> THE TASK: Reproduce word for word the part of the items below that starts with the line containing "Study the picture below." and runs through the last of the items, including both ends. Omit the pictures.

> RECORDS SUPPLIED:
• • • •

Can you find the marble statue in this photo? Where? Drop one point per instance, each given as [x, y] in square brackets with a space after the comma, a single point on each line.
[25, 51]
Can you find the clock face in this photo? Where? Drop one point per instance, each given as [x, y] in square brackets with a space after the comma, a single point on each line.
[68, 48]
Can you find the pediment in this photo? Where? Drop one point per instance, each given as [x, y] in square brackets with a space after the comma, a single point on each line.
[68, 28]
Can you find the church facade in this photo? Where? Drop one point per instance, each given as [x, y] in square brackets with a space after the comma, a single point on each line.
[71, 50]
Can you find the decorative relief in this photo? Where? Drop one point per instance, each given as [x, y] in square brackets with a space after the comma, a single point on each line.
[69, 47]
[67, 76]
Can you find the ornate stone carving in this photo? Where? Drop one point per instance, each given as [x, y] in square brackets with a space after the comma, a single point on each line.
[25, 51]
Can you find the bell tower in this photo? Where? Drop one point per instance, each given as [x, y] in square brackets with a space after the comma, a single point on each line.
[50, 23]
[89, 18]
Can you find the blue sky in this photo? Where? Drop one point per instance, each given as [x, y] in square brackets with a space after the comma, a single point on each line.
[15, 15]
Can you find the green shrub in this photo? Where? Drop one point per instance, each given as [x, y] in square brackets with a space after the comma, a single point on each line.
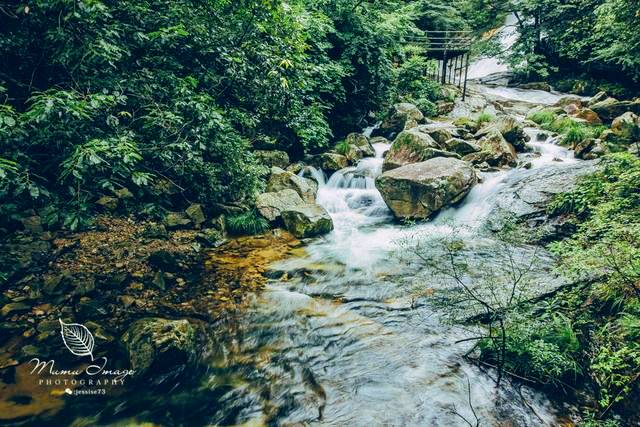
[247, 223]
[544, 117]
[342, 147]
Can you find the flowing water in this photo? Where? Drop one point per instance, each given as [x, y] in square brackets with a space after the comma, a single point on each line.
[346, 334]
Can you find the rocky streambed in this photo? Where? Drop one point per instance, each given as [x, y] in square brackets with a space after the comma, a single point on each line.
[331, 322]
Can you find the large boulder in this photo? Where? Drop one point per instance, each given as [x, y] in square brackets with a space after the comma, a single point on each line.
[362, 143]
[598, 97]
[627, 127]
[272, 204]
[568, 100]
[397, 118]
[418, 190]
[509, 128]
[157, 345]
[495, 151]
[611, 108]
[281, 180]
[272, 158]
[329, 162]
[461, 146]
[412, 146]
[589, 115]
[307, 220]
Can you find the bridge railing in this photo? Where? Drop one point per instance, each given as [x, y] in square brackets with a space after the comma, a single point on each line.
[450, 48]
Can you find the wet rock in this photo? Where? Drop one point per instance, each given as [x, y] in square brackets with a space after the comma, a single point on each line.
[568, 100]
[14, 308]
[525, 196]
[108, 203]
[173, 220]
[165, 260]
[466, 123]
[611, 108]
[281, 180]
[33, 224]
[598, 97]
[329, 162]
[461, 146]
[155, 231]
[272, 158]
[397, 119]
[510, 130]
[362, 143]
[589, 115]
[440, 135]
[271, 205]
[418, 190]
[627, 127]
[535, 86]
[159, 345]
[413, 146]
[495, 151]
[445, 107]
[196, 214]
[307, 220]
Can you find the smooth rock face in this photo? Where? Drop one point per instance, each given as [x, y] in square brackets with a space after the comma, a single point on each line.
[412, 146]
[271, 205]
[627, 126]
[159, 343]
[329, 162]
[496, 151]
[282, 180]
[418, 190]
[526, 196]
[307, 220]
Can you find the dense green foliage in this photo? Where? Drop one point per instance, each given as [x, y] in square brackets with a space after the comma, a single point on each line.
[590, 333]
[146, 95]
[571, 132]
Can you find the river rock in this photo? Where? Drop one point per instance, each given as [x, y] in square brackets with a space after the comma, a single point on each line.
[329, 162]
[598, 97]
[495, 151]
[525, 196]
[272, 204]
[418, 190]
[510, 129]
[461, 146]
[272, 158]
[397, 118]
[589, 115]
[611, 108]
[307, 220]
[173, 220]
[281, 180]
[196, 214]
[412, 146]
[627, 127]
[362, 143]
[589, 149]
[160, 344]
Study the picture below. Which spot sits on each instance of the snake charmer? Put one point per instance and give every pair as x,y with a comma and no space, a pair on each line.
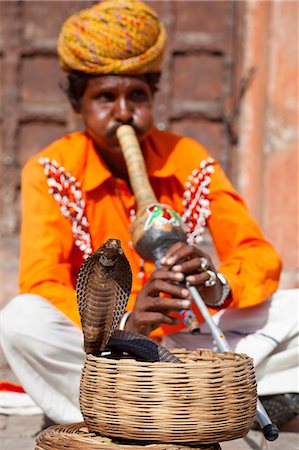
76,194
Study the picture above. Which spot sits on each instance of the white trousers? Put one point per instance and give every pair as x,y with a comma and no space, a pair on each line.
45,349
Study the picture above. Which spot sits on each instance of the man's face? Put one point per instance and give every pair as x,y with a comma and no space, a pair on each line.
112,100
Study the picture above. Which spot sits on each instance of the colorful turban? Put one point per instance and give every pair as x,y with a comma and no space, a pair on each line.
113,37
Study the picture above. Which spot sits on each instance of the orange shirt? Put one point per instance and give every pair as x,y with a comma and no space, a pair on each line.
50,254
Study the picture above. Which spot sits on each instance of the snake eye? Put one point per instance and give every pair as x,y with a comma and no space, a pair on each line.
106,262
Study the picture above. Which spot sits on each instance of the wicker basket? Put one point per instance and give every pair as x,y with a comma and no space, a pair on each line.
77,436
209,397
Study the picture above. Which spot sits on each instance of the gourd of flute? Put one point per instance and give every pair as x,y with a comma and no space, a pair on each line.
157,226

• • • •

> ANSWER FOR THE TASK:
Study the picture below. Which spot sits on each instance of the snake charmer? Put one point per instance and give every pair as x,y with a comma and no space, a pair on each line.
76,194
Study the picture above. Which spot sits on each instance of the white trousers? Put one point per instance and give every pair as x,y with a comma and no space, a pair on each line.
45,349
Study the picture above. Which spot sits on each instance of the man's face? Put one point per instance and give every pair as x,y with a comma and no space, a pair on each line.
112,100
Study the picture above. Which spot sits on each instance of the colorful turban? Put one point per instance and give every pair as x,y with a comma and no space, a pair on each line.
113,37
Study the picture above. Which spot sits on each instance of the orange shirt? Put one point per instance and give every pair as x,y with a comma and no space, a pair on each line.
50,254
Study the picture above. Which spot sits on each instance of the snake eye? Put one point per instance and give every pair as x,y with a comma and no space, a pair on each line.
106,262
Study the picture above. Which spot sits on each instance of the wicker basket? Put one point per instance and give every pair as x,y with a comma and no space, a pair on each line.
77,436
209,397
Study the picture above. Which spot sits on each instance of the gourd of flute? Put one point per instance and give every pair as x,y with a comma and no space, a pair on each line.
157,226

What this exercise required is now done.